Task to carry out => In the coffee-shop data text, what value is assigned to the search radius?

# Centers of coffee - data

The data will be obtained by the foursquare API, I’ll be looking for geolocation data of all coffee shops and café’s in Rome, and I will be applying k-means algorithms to this data in order to find the locations that minimize the distance to all coffee shops and café’s. 

In this part I'll gather the data.

In [1]:
#importing pandas, numpy and relevant libraries
import pandas as pd
import numpy as np

In [2]:
!conda install -c conda-forge folium=0.5.0 --yes
import folium

Collecting package metadata (current_repodata.json): ...working... done
Solving environment: ...working... done

# All requested packages already installed.



In [3]:
# import geocoder - a library for geolocation data
!conda install -c conda-forge geocoder --yes 
import geocoder 
import time
import requests 


Collecting package metadata (current_repodata.json): ...working... done
Solving environment: ...working... done

# All requested packages already installed.



In [4]:
from pandas.io.json import json_normalize # tranform JSON file into a pandas dataframe

In [5]:
#hiden cell
#Foursquare credentials

In [6]:
#using API to try get all coffe shops and cafe's
radius = 3500 # define radius
LIMIT = 1500 # limit of number of venues returned by Foursquare API
categoryId = "4bf58dd8d48988d16d941735,4bf58dd8d48988d1e0931735" #Cafe,coffe shop category ID in Foursquare API
location = "Rome"

Excerpt from a dataset:
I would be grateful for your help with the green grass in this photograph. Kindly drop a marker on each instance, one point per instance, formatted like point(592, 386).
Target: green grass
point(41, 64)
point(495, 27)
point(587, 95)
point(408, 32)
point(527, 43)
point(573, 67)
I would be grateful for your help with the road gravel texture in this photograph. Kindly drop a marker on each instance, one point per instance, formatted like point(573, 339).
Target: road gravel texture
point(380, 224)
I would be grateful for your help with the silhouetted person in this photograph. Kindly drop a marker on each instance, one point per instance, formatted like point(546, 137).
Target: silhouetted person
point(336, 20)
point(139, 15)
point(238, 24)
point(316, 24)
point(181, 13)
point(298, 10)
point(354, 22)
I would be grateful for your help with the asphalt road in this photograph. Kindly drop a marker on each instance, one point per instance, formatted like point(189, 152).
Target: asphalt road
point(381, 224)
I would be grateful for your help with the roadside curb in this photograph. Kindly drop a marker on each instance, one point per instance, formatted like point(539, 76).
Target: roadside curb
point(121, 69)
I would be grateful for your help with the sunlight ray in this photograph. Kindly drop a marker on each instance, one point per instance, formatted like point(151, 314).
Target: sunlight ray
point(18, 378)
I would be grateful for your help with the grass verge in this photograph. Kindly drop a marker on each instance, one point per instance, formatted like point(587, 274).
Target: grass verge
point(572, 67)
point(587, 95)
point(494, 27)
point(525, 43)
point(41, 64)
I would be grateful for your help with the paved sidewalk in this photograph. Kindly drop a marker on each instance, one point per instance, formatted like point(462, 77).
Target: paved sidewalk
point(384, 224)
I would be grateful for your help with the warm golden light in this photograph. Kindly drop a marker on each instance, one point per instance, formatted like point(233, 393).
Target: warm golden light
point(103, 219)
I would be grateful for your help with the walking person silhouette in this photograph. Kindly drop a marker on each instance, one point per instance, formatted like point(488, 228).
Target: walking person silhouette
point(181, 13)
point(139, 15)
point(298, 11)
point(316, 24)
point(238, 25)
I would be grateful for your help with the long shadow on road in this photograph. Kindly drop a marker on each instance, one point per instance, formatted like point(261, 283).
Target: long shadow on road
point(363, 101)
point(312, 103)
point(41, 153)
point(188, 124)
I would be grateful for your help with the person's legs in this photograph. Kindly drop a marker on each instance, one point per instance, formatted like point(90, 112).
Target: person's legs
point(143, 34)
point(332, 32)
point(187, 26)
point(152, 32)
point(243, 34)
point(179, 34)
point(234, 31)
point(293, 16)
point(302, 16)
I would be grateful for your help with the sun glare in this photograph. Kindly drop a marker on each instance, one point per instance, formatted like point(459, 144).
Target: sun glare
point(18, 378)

Written answer => 3500